**Exercise directions:** Please rewrite all of the material below, replacing "biggest circle" with "largest inscribed circle" wherever it occurs and keeping everything else the same.

Stored items from a collection
·····

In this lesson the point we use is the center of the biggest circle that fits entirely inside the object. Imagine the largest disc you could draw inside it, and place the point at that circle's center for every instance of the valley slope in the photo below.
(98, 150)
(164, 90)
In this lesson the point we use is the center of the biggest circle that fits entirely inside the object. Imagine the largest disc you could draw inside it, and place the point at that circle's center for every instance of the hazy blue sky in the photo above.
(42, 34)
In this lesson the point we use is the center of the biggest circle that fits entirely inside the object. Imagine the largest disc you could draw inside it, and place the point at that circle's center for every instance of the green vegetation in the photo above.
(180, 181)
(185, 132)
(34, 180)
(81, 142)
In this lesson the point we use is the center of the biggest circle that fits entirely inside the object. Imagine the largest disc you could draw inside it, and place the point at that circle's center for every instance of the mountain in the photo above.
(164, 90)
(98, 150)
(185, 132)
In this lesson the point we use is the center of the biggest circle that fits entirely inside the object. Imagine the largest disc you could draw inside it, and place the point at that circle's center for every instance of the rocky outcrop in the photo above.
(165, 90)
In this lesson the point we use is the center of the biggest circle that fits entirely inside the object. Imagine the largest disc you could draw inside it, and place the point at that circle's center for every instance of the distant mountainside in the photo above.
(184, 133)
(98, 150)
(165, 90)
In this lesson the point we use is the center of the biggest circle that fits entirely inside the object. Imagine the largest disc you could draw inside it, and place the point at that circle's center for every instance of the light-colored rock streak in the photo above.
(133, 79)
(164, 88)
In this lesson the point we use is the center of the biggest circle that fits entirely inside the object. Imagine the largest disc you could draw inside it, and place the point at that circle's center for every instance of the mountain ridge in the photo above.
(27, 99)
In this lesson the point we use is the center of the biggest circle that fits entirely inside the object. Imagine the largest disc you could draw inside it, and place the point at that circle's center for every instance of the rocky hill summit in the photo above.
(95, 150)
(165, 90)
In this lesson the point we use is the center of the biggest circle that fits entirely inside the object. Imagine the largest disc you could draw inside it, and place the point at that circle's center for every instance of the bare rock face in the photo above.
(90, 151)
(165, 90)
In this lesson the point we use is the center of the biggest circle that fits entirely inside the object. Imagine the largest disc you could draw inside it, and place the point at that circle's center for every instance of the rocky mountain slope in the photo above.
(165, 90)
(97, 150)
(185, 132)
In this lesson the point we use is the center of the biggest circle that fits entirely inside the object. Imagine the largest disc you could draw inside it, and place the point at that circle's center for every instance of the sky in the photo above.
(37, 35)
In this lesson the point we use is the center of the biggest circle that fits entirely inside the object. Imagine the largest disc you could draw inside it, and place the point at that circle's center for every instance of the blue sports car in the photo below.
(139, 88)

·····

**Solution below:**
In this lesson the point we use is the center of the largest inscribed circle that fits entirely inside the object. Imagine the largest disc you could draw inside it, and place the point at that circle's center for every instance of the valley slope in the photo below.
(98, 150)
(164, 90)
In this lesson the point we use is the center of the largest inscribed circle that fits entirely inside the object. Imagine the largest disc you could draw inside it, and place the point at that circle's center for every instance of the hazy blue sky in the photo above.
(42, 34)
In this lesson the point we use is the center of the largest inscribed circle that fits entirely inside the object. Imagine the largest disc you could draw inside it, and place the point at that circle's center for every instance of the green vegetation in the photo above.
(180, 181)
(185, 132)
(34, 180)
(81, 142)
In this lesson the point we use is the center of the largest inscribed circle that fits entirely inside the object. Imagine the largest disc you could draw inside it, and place the point at that circle's center for every instance of the mountain in the photo above.
(164, 90)
(98, 150)
(185, 132)
In this lesson the point we use is the center of the largest inscribed circle that fits entirely inside the object. Imagine the largest disc you could draw inside it, and place the point at that circle's center for every instance of the rocky outcrop in the photo above.
(165, 90)
In this lesson the point we use is the center of the largest inscribed circle that fits entirely inside the object. Imagine the largest disc you could draw inside it, and place the point at that circle's center for every instance of the distant mountainside in the photo above.
(184, 133)
(98, 150)
(165, 90)
In this lesson the point we use is the center of the largest inscribed circle that fits entirely inside the object. Imagine the largest disc you could draw inside it, and place the point at that circle's center for every instance of the light-colored rock streak in the photo above.
(133, 79)
(164, 88)
In this lesson the point we use is the center of the largest inscribed circle that fits entirely inside the object. Imagine the largest disc you could draw inside it, and place the point at that circle's center for every instance of the mountain ridge in the photo above.
(27, 99)
In this lesson the point we use is the center of the largest inscribed circle that fits entirely inside the object. Imagine the largest disc you could draw inside it, and place the point at that circle's center for every instance of the rocky hill summit in the photo above.
(95, 150)
(165, 90)
In this lesson the point we use is the center of the largest inscribed circle that fits entirely inside the object. Imagine the largest disc you could draw inside it, and place the point at that circle's center for every instance of the bare rock face in the photo above.
(90, 151)
(165, 90)
In this lesson the point we use is the center of the largest inscribed circle that fits entirely inside the object. Imagine the largest disc you could draw inside it, and place the point at that circle's center for every instance of the rocky mountain slope in the photo above.
(165, 90)
(97, 150)
(185, 132)
In this lesson the point we use is the center of the largest inscribed circle that fits entirely inside the object. Imagine the largest disc you could draw inside it, and place the point at that circle's center for every instance of the sky in the photo above.
(37, 35)
In this lesson the point we use is the center of the largest inscribed circle that fits entirely inside the object. Imagine the largest disc you could draw inside it, and place the point at that circle's center for every instance of the blue sports car in the photo below.
(139, 88)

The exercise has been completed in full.